Problem statement: Please put the lines of the records from the line holding "of the nightstand" through the line holding "[(555, 416)]", inclusive, into a JSON list of strings, one string per line, leaving out any blank lines.

Raw data:
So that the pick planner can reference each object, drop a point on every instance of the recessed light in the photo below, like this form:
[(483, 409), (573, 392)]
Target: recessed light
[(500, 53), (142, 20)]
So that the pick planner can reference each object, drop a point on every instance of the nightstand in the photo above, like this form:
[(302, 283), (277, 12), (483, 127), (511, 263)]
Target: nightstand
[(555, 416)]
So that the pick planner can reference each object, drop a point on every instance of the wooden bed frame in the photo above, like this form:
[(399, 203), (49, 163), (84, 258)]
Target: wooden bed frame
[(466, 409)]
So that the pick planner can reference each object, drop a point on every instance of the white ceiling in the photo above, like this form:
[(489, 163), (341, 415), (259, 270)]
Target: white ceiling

The result:
[
  "So that the pick planner can reference each object, drop a point on every instance of the nightstand in the photo above, like this form:",
  "[(302, 283), (277, 12), (483, 127), (511, 263)]",
  "Target: nightstand",
  "[(555, 416)]"
]